◆ Problems ◆
A – From the sentiment analysis assignment description, copy word for word the part that begins with the words containing "Description" and ends with "with your report.".
B – Carry on the sentiment analysis assignment description, picking up right after its final sentence.

[begin Given text]

Description
This assignment gives you hands-on experience with text representations and the use of text classification for sentiment analysis. Sentiment analysis is extensively used to study customer behaviors using
reviews and survey responses, online and social media, and healthcare
materials for marketing and costumer service applications. The assignment is accompanied with a Jupyter Notebook to structure your
code.
Please submit:
1. A PDF report which contains answers to the questions in the
assignment along with brief explanations about your solution. Please
also print the completed Jupyter Notebook in PDF format and merge
it with your report.
If you are comfortable, you can answer to the
questions on Jupyter Notebook as well but just submit one PDF file
by merging your written answer and the completed Jupyter notebook
in case you use a separate PDF to answer the question. On your
completed Jupyter notebook, please print the requested values, too.

[end Given text]
[begin Data rows]

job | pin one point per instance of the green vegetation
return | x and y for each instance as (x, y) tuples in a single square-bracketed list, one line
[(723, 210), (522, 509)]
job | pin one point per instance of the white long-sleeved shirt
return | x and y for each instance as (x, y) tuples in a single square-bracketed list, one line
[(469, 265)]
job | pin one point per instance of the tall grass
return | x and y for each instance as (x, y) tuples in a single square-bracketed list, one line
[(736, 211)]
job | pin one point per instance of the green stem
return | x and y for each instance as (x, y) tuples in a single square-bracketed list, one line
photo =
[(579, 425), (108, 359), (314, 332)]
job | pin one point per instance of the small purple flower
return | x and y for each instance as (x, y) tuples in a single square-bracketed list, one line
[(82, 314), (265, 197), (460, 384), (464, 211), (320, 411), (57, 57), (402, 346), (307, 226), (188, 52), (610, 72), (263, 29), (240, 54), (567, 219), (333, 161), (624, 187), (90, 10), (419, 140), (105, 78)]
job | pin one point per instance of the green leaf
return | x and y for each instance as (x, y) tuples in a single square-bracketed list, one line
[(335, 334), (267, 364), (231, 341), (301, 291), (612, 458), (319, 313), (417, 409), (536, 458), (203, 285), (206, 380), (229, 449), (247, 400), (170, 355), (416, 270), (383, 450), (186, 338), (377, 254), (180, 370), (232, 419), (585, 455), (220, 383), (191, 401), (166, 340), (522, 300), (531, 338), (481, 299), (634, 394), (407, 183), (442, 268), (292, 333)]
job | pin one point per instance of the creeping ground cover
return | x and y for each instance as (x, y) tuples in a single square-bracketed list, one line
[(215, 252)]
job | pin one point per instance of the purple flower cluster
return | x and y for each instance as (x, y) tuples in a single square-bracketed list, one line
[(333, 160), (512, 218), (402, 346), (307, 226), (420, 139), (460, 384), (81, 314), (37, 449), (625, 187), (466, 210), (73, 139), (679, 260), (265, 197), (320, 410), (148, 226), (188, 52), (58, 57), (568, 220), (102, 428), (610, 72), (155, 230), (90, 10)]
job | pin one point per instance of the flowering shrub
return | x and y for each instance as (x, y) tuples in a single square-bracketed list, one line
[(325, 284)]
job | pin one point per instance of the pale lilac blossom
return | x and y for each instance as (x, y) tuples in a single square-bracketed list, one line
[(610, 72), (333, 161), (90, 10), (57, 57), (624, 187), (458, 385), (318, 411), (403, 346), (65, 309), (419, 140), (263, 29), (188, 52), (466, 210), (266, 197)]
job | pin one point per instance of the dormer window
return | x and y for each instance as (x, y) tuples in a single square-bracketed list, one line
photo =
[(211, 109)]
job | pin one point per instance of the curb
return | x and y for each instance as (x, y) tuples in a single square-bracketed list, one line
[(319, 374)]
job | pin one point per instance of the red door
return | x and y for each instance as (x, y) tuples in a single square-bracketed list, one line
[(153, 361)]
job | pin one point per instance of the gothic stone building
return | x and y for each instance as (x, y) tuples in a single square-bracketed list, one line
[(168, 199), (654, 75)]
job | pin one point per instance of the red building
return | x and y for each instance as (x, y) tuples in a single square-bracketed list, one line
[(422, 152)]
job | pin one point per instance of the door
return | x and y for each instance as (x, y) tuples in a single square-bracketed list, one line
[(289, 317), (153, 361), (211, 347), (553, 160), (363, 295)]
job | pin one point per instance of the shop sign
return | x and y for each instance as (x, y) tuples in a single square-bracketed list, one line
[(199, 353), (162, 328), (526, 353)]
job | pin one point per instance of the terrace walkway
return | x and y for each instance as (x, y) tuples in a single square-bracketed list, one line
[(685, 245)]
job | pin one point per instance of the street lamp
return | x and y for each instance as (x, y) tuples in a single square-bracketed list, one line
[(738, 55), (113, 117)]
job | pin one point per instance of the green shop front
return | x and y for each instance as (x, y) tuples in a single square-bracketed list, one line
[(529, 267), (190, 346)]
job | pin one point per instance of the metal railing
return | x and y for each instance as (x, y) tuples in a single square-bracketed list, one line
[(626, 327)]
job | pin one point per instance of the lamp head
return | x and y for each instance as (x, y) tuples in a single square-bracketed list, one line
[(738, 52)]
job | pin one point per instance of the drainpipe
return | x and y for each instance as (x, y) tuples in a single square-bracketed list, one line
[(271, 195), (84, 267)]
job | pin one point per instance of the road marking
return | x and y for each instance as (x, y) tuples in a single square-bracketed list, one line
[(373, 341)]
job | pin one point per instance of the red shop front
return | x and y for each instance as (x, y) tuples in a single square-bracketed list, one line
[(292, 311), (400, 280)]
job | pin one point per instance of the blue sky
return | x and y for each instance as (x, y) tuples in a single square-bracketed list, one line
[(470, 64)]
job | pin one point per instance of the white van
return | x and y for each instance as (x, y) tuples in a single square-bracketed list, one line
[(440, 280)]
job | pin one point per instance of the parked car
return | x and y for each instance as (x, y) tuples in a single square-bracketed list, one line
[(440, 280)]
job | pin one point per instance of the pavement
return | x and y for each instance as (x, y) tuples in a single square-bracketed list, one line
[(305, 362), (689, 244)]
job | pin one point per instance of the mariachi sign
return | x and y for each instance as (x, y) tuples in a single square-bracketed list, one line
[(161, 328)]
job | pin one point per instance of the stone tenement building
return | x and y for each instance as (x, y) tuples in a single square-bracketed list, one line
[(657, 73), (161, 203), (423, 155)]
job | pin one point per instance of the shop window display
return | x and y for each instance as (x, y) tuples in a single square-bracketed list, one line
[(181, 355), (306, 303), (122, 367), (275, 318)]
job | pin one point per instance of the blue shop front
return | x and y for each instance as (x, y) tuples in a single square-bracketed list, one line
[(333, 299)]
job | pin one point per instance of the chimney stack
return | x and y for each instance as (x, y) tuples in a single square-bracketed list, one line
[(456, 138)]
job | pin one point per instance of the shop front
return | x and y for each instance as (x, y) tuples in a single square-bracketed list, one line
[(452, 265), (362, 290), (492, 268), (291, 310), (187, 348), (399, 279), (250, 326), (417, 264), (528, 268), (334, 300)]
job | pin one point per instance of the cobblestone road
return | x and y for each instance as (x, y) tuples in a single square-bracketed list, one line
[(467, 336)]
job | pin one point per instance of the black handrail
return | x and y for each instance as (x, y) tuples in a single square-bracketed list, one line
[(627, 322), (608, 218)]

[end Data rows]

◆ Response list ◆
A –
Description
This assignment gives you hands-on experience with text representations and the use of text classification for sentiment analysis. Sentiment analysis is extensively used to study customer behaviors using
reviews and survey responses, online and social media, and healthcare
materials for marketing and costumer service applications. The assignment is accompanied with a Jupyter Notebook to structure your
code.
Please submit:
1. A PDF report which contains answers to the questions in the
assignment along with brief explanations about your solution. Please
also print the completed Jupyter Notebook in PDF format and merge
it with your report.

B –
2. You also need to submit an executable .py file which when run,
generates the requested numerical outputs in the assignment as listed
at the end of the assignment description. We need the .py file to check
overlap between codes to detect plagiarism. Please include the Python
version you use.
The libraries that you will need are included in the HW1.ipynb
file. You can use other libraries as far as they decently similar to
the ones included in the HW1.ipynb file but do not use more advance
libraries.
If you use online resource, you need to cite and explain how
you have used the resource. At the beginning of the .py file, add a
read command to read the data.tsv file as the input to your .py file
from the current directory.
1
1. Dataset Preparation (10 points)
We will use the Amazon reviews dataset which contains real reviews for office
products sold on Amazon. The dataset is downloadable at:
https://web.archive.org/web/20201127142707if_/https://s3.amazonaws.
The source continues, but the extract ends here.